> **Problem to work on**:
Could you turn everything from the start of the items through the line containing "256], [204, 255]]]", inclusive, into a JSON list of strings with one string per line? Drop blank lines and leave the pictures out.

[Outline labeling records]

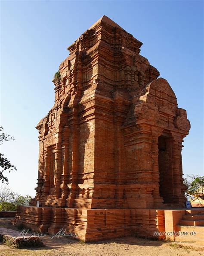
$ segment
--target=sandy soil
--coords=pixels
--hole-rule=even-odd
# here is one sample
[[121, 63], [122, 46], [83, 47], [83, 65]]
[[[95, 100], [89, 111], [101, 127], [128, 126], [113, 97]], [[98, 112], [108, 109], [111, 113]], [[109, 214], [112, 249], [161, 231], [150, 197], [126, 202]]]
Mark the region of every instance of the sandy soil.
[[[0, 219], [0, 226], [16, 228], [10, 224], [8, 219]], [[19, 233], [20, 230], [19, 230]], [[200, 249], [179, 246], [170, 242], [152, 241], [127, 237], [111, 240], [84, 243], [67, 237], [55, 237], [52, 240], [46, 236], [42, 238], [46, 246], [41, 248], [11, 249], [0, 245], [0, 255], [49, 255], [50, 256], [136, 256], [204, 255]]]

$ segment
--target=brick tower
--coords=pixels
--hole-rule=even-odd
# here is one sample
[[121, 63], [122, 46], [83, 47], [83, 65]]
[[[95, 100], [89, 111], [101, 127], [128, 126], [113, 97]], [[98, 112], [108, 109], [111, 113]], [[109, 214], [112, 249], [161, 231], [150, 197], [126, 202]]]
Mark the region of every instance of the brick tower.
[[150, 236], [164, 228], [164, 209], [184, 206], [190, 123], [142, 44], [103, 16], [68, 48], [54, 106], [37, 126], [37, 195], [17, 221], [87, 240]]

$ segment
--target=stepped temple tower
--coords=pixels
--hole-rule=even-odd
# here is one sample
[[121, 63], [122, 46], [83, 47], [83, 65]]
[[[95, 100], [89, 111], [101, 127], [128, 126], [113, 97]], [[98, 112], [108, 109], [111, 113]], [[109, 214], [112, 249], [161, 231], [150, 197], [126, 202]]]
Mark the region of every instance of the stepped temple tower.
[[165, 230], [165, 209], [185, 207], [190, 123], [142, 44], [103, 16], [68, 48], [54, 106], [37, 126], [36, 196], [17, 223], [87, 241], [151, 236]]

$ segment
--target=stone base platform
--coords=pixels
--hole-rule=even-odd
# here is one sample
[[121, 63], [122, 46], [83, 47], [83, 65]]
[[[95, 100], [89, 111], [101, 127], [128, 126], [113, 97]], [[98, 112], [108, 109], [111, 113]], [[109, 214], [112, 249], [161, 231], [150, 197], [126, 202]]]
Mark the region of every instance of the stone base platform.
[[76, 209], [19, 206], [14, 222], [53, 234], [61, 228], [87, 241], [130, 235], [145, 237], [165, 230], [164, 210]]
[[178, 236], [175, 233], [179, 225], [182, 228], [196, 225], [201, 232], [186, 239], [197, 239], [199, 242], [204, 229], [203, 217], [204, 208], [201, 208], [100, 209], [19, 206], [14, 221], [41, 233], [55, 234], [63, 228], [87, 241], [130, 235], [176, 241]]

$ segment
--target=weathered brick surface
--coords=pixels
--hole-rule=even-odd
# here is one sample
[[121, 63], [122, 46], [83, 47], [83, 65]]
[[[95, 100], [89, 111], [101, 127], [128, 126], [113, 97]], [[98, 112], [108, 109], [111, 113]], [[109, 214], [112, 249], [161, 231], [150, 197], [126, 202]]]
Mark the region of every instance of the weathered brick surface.
[[[68, 48], [61, 79], [53, 80], [54, 106], [37, 127], [38, 177], [31, 204], [51, 207], [50, 231], [65, 218], [76, 228], [76, 216], [83, 221], [78, 211], [98, 209], [93, 212], [101, 211], [102, 226], [108, 219], [118, 230], [117, 216], [118, 234], [124, 234], [130, 228], [123, 227], [126, 222], [137, 215], [130, 209], [184, 206], [182, 143], [190, 123], [168, 82], [140, 55], [142, 45], [103, 16]], [[87, 239], [94, 239], [91, 230], [100, 225], [93, 218], [78, 227]], [[106, 230], [117, 235], [101, 228], [96, 236], [107, 237]]]

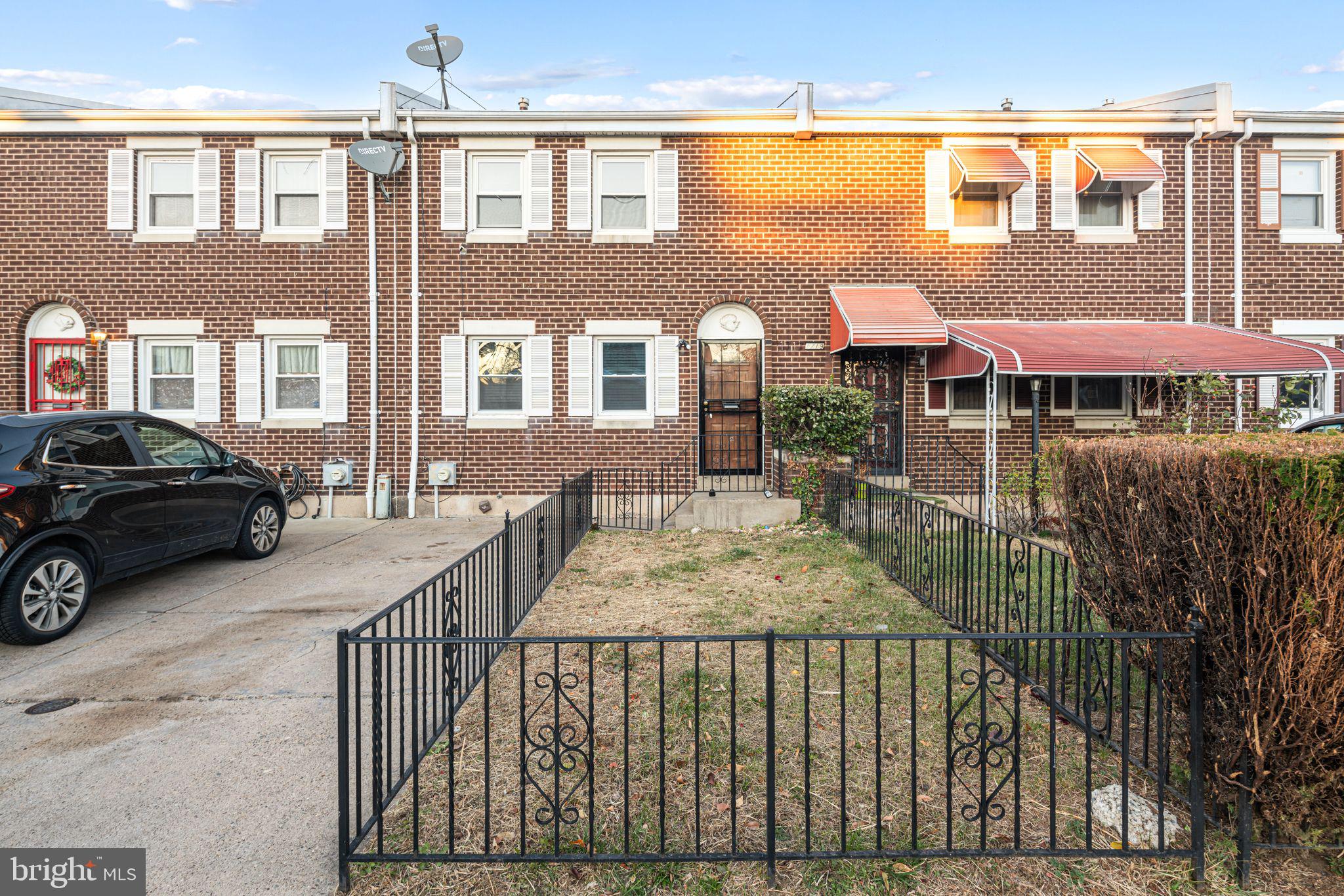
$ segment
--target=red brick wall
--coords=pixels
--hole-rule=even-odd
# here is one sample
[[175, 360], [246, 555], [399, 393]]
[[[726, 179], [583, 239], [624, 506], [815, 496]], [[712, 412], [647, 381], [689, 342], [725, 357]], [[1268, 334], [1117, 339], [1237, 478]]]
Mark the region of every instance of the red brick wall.
[[[333, 140], [333, 146], [345, 141]], [[680, 228], [652, 244], [594, 244], [564, 230], [566, 156], [582, 138], [539, 137], [554, 154], [551, 232], [526, 246], [472, 243], [439, 230], [439, 153], [452, 137], [421, 145], [421, 459], [460, 462], [460, 493], [542, 493], [590, 465], [649, 465], [671, 457], [698, 429], [696, 348], [681, 353], [681, 415], [656, 429], [594, 430], [591, 418], [566, 415], [566, 336], [590, 318], [657, 318], [663, 332], [692, 339], [700, 314], [719, 301], [750, 304], [766, 326], [766, 383], [827, 382], [831, 283], [919, 286], [939, 314], [958, 318], [1181, 320], [1181, 140], [1161, 146], [1168, 171], [1164, 230], [1138, 231], [1133, 244], [1077, 244], [1050, 230], [1050, 149], [1063, 137], [1024, 138], [1038, 159], [1036, 231], [1013, 232], [1007, 246], [950, 246], [925, 230], [923, 153], [935, 137], [671, 137], [680, 150]], [[316, 472], [323, 459], [356, 461], [364, 477], [368, 431], [367, 232], [364, 177], [349, 175], [349, 230], [320, 244], [262, 243], [233, 230], [233, 152], [251, 140], [206, 137], [220, 148], [222, 230], [195, 243], [137, 244], [105, 227], [106, 149], [124, 138], [0, 140], [0, 304], [12, 321], [0, 340], [0, 407], [20, 408], [24, 394], [23, 326], [28, 309], [69, 297], [87, 309], [90, 329], [125, 336], [138, 317], [203, 318], [203, 339], [220, 341], [223, 423], [202, 430], [267, 462], [294, 461]], [[1243, 146], [1253, 153], [1257, 141]], [[1196, 320], [1231, 322], [1231, 146], [1196, 148]], [[1253, 154], [1249, 154], [1253, 160]], [[1247, 164], [1247, 325], [1267, 329], [1274, 316], [1344, 317], [1333, 247], [1281, 247], [1254, 230], [1254, 165]], [[407, 476], [410, 387], [410, 188], [407, 169], [380, 200], [382, 424], [379, 470], [403, 493]], [[1304, 298], [1304, 294], [1310, 298]], [[1292, 313], [1275, 309], [1292, 308]], [[1335, 309], [1335, 310], [1332, 310]], [[329, 318], [333, 340], [348, 341], [349, 423], [323, 430], [262, 430], [234, 418], [234, 352], [253, 340], [257, 317]], [[439, 416], [438, 344], [462, 318], [530, 318], [554, 337], [554, 408], [527, 430], [470, 430]], [[105, 364], [91, 365], [94, 404], [102, 406]], [[922, 414], [919, 371], [907, 377], [907, 427], [946, 433], [946, 418]], [[1047, 399], [1048, 400], [1048, 399]], [[1043, 438], [1073, 434], [1070, 418], [1046, 418]], [[956, 431], [980, 454], [978, 433]], [[1013, 418], [1001, 457], [1016, 457], [1030, 423]], [[423, 472], [421, 473], [423, 482]]]

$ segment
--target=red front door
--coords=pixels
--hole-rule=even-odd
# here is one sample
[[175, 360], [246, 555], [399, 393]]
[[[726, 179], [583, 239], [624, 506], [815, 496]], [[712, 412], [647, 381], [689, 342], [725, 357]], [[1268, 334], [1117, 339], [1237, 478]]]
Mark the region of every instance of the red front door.
[[71, 384], [79, 372], [87, 375], [83, 340], [28, 340], [28, 410], [83, 410], [87, 387]]

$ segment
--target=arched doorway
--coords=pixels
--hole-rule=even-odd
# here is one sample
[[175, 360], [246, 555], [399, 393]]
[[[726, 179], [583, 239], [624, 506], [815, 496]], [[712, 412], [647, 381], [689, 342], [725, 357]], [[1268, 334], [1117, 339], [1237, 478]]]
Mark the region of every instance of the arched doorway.
[[700, 473], [761, 474], [761, 380], [765, 328], [746, 305], [715, 305], [696, 330], [700, 345]]
[[83, 410], [86, 386], [71, 383], [85, 371], [86, 333], [79, 312], [50, 302], [28, 320], [28, 410]]

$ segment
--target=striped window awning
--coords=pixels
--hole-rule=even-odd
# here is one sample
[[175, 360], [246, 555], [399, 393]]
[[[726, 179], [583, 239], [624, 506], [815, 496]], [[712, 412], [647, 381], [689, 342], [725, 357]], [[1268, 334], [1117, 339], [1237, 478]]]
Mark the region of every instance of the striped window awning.
[[1121, 180], [1141, 183], [1134, 192], [1149, 184], [1167, 180], [1167, 172], [1138, 146], [1079, 146], [1077, 191], [1082, 192], [1094, 180]]
[[1009, 146], [952, 146], [948, 156], [950, 195], [968, 183], [1003, 184], [1011, 193], [1031, 181], [1027, 165]]

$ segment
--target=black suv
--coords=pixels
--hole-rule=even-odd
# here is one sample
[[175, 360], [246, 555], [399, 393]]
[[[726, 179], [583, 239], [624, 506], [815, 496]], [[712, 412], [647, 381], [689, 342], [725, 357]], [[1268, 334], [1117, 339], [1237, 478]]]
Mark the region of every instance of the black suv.
[[0, 641], [79, 625], [95, 584], [280, 544], [280, 477], [149, 414], [0, 416]]

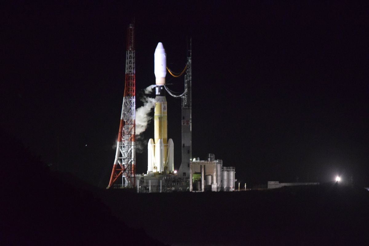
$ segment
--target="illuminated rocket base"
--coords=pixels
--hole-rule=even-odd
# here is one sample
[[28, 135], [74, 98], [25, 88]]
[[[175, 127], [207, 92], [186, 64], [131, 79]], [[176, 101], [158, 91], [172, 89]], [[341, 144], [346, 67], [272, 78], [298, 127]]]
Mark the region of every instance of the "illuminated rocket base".
[[148, 144], [147, 173], [173, 171], [173, 141], [168, 139], [167, 105], [165, 98], [166, 55], [163, 44], [159, 42], [155, 50], [154, 71], [156, 87], [154, 116], [154, 139]]

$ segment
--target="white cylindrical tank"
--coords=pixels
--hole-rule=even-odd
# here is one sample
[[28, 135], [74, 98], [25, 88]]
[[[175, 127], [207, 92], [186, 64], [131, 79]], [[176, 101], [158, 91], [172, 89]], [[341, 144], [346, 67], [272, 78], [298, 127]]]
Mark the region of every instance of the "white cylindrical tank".
[[225, 169], [222, 170], [222, 187], [223, 190], [225, 191], [228, 190], [228, 170]]
[[230, 191], [234, 190], [234, 168], [231, 167], [228, 170], [228, 186]]
[[154, 140], [150, 138], [147, 144], [147, 173], [153, 171], [155, 161], [154, 153]]
[[218, 161], [217, 162], [217, 187], [219, 189], [222, 185], [222, 162]]
[[168, 171], [174, 171], [174, 144], [171, 138], [168, 140]]
[[155, 146], [155, 163], [156, 165], [157, 171], [162, 171], [164, 162], [164, 145], [163, 139], [159, 139]]
[[205, 185], [211, 186], [213, 181], [213, 176], [209, 174], [205, 176]]

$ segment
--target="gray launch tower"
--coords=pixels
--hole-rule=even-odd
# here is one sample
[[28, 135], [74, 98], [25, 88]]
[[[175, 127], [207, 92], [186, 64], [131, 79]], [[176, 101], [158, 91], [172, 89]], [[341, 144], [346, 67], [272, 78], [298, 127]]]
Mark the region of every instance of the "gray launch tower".
[[187, 51], [187, 69], [184, 77], [184, 90], [182, 97], [182, 162], [178, 170], [180, 177], [190, 177], [190, 162], [192, 159], [192, 107], [191, 86], [192, 80], [192, 48], [190, 39], [190, 48]]

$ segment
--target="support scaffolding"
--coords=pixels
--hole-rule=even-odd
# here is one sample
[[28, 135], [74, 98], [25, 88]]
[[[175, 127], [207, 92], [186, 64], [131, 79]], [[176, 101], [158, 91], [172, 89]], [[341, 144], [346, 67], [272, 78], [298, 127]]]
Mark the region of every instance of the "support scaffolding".
[[136, 184], [136, 83], [134, 24], [130, 25], [127, 34], [124, 93], [115, 159], [107, 188], [110, 188], [120, 177], [122, 177], [121, 184], [117, 184], [114, 186], [134, 187]]

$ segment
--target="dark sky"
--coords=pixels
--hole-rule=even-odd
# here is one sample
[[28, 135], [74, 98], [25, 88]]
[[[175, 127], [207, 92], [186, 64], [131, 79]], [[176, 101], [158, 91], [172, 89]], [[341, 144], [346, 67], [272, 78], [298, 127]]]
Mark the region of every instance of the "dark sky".
[[[59, 152], [59, 170], [106, 187], [134, 16], [139, 107], [158, 42], [179, 72], [192, 37], [194, 157], [214, 153], [242, 183], [339, 174], [369, 185], [368, 4], [298, 1], [4, 6], [0, 127], [53, 168]], [[180, 100], [167, 99], [177, 169]], [[147, 170], [145, 146], [137, 167]]]

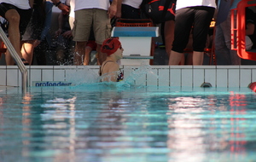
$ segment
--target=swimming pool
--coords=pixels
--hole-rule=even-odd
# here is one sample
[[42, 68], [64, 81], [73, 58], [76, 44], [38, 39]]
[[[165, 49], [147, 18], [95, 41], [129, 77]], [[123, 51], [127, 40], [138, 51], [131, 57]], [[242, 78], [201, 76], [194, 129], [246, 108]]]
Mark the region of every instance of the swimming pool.
[[0, 92], [0, 161], [253, 161], [247, 88], [104, 84]]

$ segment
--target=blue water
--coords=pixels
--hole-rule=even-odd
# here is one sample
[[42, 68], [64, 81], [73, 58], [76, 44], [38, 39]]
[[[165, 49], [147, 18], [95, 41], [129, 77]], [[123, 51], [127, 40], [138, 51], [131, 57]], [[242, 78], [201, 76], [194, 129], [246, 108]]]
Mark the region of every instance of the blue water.
[[0, 161], [256, 161], [255, 124], [247, 88], [3, 89]]

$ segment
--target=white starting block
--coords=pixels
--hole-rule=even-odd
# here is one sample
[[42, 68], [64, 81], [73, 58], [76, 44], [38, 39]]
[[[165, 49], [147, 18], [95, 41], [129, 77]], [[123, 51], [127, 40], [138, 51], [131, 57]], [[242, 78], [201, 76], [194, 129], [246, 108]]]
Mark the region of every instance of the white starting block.
[[159, 37], [159, 27], [122, 27], [113, 28], [111, 37], [119, 37], [124, 49], [121, 65], [149, 65], [153, 37]]

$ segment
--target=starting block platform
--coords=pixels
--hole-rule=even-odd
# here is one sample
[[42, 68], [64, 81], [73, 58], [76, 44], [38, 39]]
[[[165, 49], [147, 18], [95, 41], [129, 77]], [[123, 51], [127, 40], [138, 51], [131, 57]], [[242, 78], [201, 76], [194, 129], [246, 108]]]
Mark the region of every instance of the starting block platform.
[[118, 37], [124, 49], [121, 65], [149, 65], [152, 38], [159, 37], [159, 27], [113, 28], [111, 37]]

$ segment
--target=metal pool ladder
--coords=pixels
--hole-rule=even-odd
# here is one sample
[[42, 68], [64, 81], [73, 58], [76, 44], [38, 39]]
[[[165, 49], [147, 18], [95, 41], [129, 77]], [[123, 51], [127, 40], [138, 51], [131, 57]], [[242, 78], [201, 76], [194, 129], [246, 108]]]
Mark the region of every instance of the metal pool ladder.
[[22, 74], [22, 83], [21, 83], [21, 86], [22, 86], [22, 92], [26, 92], [26, 89], [28, 86], [28, 78], [27, 78], [27, 70], [25, 67], [25, 65], [23, 64], [23, 62], [21, 61], [19, 55], [17, 54], [17, 52], [15, 51], [14, 46], [11, 44], [11, 43], [9, 42], [9, 38], [6, 37], [4, 32], [3, 31], [2, 27], [0, 27], [0, 36], [4, 43], [4, 44], [7, 46], [7, 49], [9, 50], [12, 57], [15, 59], [15, 61], [17, 63], [17, 66]]

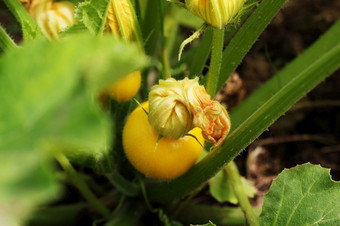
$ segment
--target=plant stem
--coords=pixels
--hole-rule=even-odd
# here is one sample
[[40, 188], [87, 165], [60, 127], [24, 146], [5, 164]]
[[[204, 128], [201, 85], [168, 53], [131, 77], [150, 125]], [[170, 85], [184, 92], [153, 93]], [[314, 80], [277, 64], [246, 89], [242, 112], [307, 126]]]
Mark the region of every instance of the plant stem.
[[163, 47], [163, 51], [162, 51], [162, 60], [163, 60], [163, 77], [164, 79], [171, 78], [168, 51], [165, 46]]
[[211, 97], [215, 96], [219, 80], [222, 51], [224, 43], [224, 30], [213, 28], [213, 46], [211, 51], [210, 67], [207, 75], [206, 89]]
[[255, 226], [259, 225], [257, 217], [249, 203], [248, 197], [244, 192], [243, 184], [241, 181], [240, 173], [237, 169], [237, 166], [234, 161], [231, 161], [225, 168], [225, 172], [227, 173], [228, 179], [230, 179], [230, 183], [232, 185], [232, 189], [236, 195], [236, 198], [240, 204], [240, 207], [244, 214], [246, 215], [246, 219], [249, 225]]
[[78, 175], [77, 171], [73, 168], [73, 166], [65, 157], [65, 155], [60, 152], [57, 152], [55, 154], [55, 158], [60, 163], [61, 167], [71, 177], [74, 185], [79, 189], [79, 191], [82, 193], [84, 198], [91, 204], [91, 206], [95, 208], [98, 211], [98, 213], [100, 213], [103, 217], [108, 216], [110, 214], [110, 211], [92, 193], [92, 191], [86, 185], [84, 180]]
[[9, 35], [6, 33], [5, 29], [0, 26], [0, 49], [3, 51], [10, 50], [16, 48], [17, 45], [14, 43], [14, 41], [9, 37]]

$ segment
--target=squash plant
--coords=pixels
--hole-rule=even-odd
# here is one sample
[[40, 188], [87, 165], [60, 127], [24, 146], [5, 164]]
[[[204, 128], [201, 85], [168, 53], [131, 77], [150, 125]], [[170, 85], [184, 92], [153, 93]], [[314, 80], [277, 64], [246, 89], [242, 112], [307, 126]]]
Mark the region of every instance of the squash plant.
[[[259, 210], [251, 207], [252, 187], [242, 182], [233, 162], [340, 67], [340, 21], [230, 112], [231, 128], [221, 143], [211, 147], [197, 131], [186, 134], [178, 158], [162, 165], [172, 157], [171, 150], [161, 151], [177, 144], [154, 131], [149, 137], [143, 129], [151, 126], [138, 123], [148, 114], [146, 104], [138, 106], [148, 100], [148, 85], [198, 77], [214, 97], [286, 0], [202, 2], [4, 0], [23, 40], [15, 43], [0, 27], [0, 225], [82, 224], [79, 219], [93, 225], [181, 225], [188, 223], [185, 217], [207, 225], [340, 224], [340, 184], [328, 170], [312, 164], [284, 170]], [[179, 26], [193, 35], [181, 36]], [[191, 48], [194, 39], [199, 45]], [[175, 64], [171, 59], [178, 56]], [[123, 134], [136, 107], [141, 115]], [[125, 152], [130, 159], [129, 153], [153, 146], [145, 156], [132, 154], [132, 164], [126, 158]], [[193, 146], [199, 153], [205, 149], [196, 164], [197, 152], [188, 155]], [[151, 162], [161, 164], [136, 166], [158, 151]], [[149, 167], [175, 175], [155, 179]], [[228, 181], [222, 192], [232, 193], [238, 207], [191, 203], [221, 172], [225, 179], [218, 186]], [[71, 201], [65, 184], [76, 188]]]

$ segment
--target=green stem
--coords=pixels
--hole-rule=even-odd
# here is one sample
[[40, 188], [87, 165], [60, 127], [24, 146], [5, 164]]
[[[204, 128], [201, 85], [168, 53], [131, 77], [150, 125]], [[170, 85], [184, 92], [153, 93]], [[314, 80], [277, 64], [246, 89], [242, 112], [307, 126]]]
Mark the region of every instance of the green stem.
[[164, 79], [171, 78], [170, 63], [166, 47], [163, 47], [162, 60], [163, 60], [163, 77]]
[[215, 96], [217, 83], [222, 63], [222, 51], [224, 43], [224, 30], [213, 28], [213, 46], [211, 51], [211, 60], [209, 72], [207, 75], [206, 89], [211, 97]]
[[41, 37], [42, 33], [38, 25], [33, 21], [26, 9], [17, 0], [4, 0], [9, 10], [20, 23], [24, 40], [32, 40]]
[[110, 211], [101, 203], [97, 197], [92, 193], [89, 187], [86, 185], [84, 180], [78, 175], [77, 171], [73, 168], [71, 163], [65, 157], [64, 154], [58, 152], [55, 154], [56, 160], [59, 162], [61, 167], [67, 172], [71, 177], [74, 185], [79, 189], [84, 198], [95, 208], [98, 213], [106, 217], [110, 214]]
[[234, 161], [231, 161], [225, 168], [228, 179], [232, 185], [232, 189], [236, 195], [236, 198], [240, 204], [240, 207], [244, 214], [246, 215], [247, 222], [250, 226], [259, 225], [257, 217], [250, 205], [248, 197], [244, 192], [243, 184], [241, 181], [240, 173]]
[[109, 181], [124, 195], [126, 196], [136, 196], [140, 192], [139, 186], [125, 180], [118, 172], [113, 172], [111, 174], [106, 174]]
[[5, 29], [0, 26], [0, 49], [3, 51], [10, 50], [16, 48], [17, 45], [14, 43], [14, 41], [9, 37], [9, 35], [6, 33]]

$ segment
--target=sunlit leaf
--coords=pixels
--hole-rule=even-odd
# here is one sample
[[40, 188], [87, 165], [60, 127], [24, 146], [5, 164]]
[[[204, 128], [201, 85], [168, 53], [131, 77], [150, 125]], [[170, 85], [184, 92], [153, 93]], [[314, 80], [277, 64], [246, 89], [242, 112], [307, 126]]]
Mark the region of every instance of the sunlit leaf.
[[339, 225], [340, 183], [304, 164], [284, 170], [264, 196], [261, 225]]
[[[244, 177], [241, 177], [241, 181], [243, 184], [244, 193], [248, 197], [253, 198], [257, 191], [254, 185]], [[231, 186], [232, 184], [230, 183], [230, 180], [228, 180], [225, 170], [221, 170], [210, 180], [210, 193], [219, 202], [230, 202], [232, 204], [237, 204], [238, 200]]]
[[26, 42], [0, 58], [1, 225], [58, 195], [51, 150], [110, 169], [112, 126], [99, 91], [146, 62], [134, 45], [90, 36]]

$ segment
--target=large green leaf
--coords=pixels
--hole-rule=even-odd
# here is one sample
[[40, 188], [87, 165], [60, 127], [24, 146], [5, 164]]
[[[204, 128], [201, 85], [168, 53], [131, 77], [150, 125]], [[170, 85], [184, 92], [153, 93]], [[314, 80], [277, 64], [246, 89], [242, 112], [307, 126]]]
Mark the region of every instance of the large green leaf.
[[287, 0], [263, 0], [223, 51], [217, 90], [236, 70], [263, 30]]
[[261, 225], [339, 225], [340, 183], [304, 164], [284, 170], [264, 196]]
[[20, 223], [58, 194], [51, 152], [110, 167], [110, 121], [98, 90], [146, 64], [112, 37], [35, 40], [0, 58], [0, 224]]
[[[244, 193], [248, 197], [253, 198], [257, 191], [254, 185], [244, 177], [241, 177], [241, 181]], [[232, 183], [225, 170], [221, 170], [210, 180], [209, 190], [211, 195], [219, 202], [238, 203], [237, 197], [232, 189]]]
[[214, 176], [308, 91], [340, 67], [340, 21], [287, 65], [248, 100], [231, 112], [232, 128], [221, 147], [186, 174], [149, 187], [150, 197], [169, 201], [183, 196]]

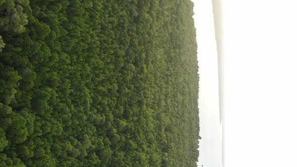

> **Expected output**:
[
  "$ segment",
  "--target=sandy soil",
  "--coords=pixels",
  "--hole-rule=even-odd",
  "# here is one sample",
  "[[121, 63], [122, 46], [83, 47], [83, 65]]",
  "[[[95, 100], [89, 111], [101, 127], [128, 126], [113, 97]], [[98, 112], [108, 109], [111, 113]], [[109, 214], [112, 249], [161, 231], [150, 197], [126, 202]]]",
  "Mark the region of every instance of the sandy soil.",
  "[[[0, 219], [0, 226], [16, 228], [10, 224], [8, 219]], [[19, 233], [20, 230], [19, 230]], [[200, 249], [179, 246], [170, 242], [152, 241], [127, 237], [111, 240], [84, 243], [67, 237], [55, 237], [52, 240], [46, 236], [42, 238], [46, 246], [41, 248], [11, 249], [0, 245], [0, 255], [49, 255], [50, 256], [136, 256], [204, 255]]]"
]